* [Obiettivo del compito]
Secondo le previsioni dell'OCSE riportate nel brano proposto, di quanto dovrebbe crescere l'economia svizzera nel 2025?

* [Brano proposto]
○ ○ ○ ○

Economie nel nuovo anno
La gran parte delle economie nel mondo ha mostrato sin qui un buon grado di resilienza. La crescita globale non ha grande velocità – ricordiamo che veniamo da pandemia e inflazione e abbiamo purtroppo guerre – ma c’è e ciò va registrato. La recessione internazionale non c’è stata, solo pochi Paesi hanno avuto il segno negativo per il PIL. Ora, la possibilità di rimanere saldamente in area crescita dipende in larga misura da quello che rimane l’ostacolo principale, cioè le tensioni geopolitiche. Le economie hanno quasi tutte mostrato, come sempre qualcuna di più e qualcuna di meno, comunque una capacità complessiva di tenuta. C’è la possibilità che la resilienza prosegua, a patto che la geopolitica negativa non si allarghi oltre ogni limite.
Secondo le previsioni dell’Organizzazione per la cooperazione e lo sviluppo economico (OCSE), rese note all’inizio di questo mese, la crescita mondiale l’anno prossimo dovrebbe essere ancora di oltre il 3%, leggermente superiore a quella di quest’anno e dell’anno scorso. I commerci mondiali dovrebbero salire tra il 3% e il 4%. L’inflazione nelle maggiori aree economiche dovrebbe scendere ancora, verso l’obiettivo delle principali banche centrali, cioè il 2% in media annua. Considerando il difficile contesto, non sono brutte cifre. La Svizzera si sta difendendo egregiamente, con una crescita che per l’OCSE dovrebbe essere dell’1,5% nel 2025, dopo un 1,3% nel 2024. Con un 1,1% quest’anno e uno 0,9% il prossimo, l’inflazione elvetica è già nella fascia 0%-2%, obiettivo della Banca nazionale. Per un Paese che è già molto sviluppato, si tratta di numeri apprezzabili. In quasi tutte le maggiori aree, e in Svizzera più che altrove, il calo dell’inflazione ha portato inoltre a tagli dei tassi di interesse, fatto questo che pure supporta la crescita economica.
La guerra in Ucraina, il conflitto bellico in Medio Oriente, altri scontri armati nel mondo, certamente non aiutano la crescita complessiva. Un antico e diffuso luogo comune vuole che le guerre portino molti affari e dunque anche crescita. Ma non è così. Ci possono essere singoli settori, a partire da quello delle armi, che traggono benefici economici dai conflitti, questo sì. Tuttavia nel complesso nelle guerre prevalgono le distruzioni, anche economiche. E distruggere per poi dover ricostruire, spesso con grandi difficoltà, non genera certamente un percorso equilibrato di crescita economica. Bisogna anzitutto evitare le perdite umane, questo è chiaro, e poi anche le perdite economiche dovute alle guerre. È dunque necessario, anche da un punto di vista economico, che i conflitti bellici non soltanto non si allarghino ma si riducano e abbiano fine, con accordi che tengano conto di tutte le parti in causa.

○ ○ ○ ○

* [Materiale fornito]
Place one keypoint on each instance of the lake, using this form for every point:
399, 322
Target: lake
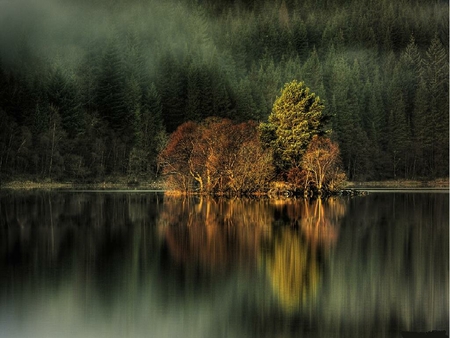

○ ○ ○ ○

* [Risposta]
Dell'1,5%.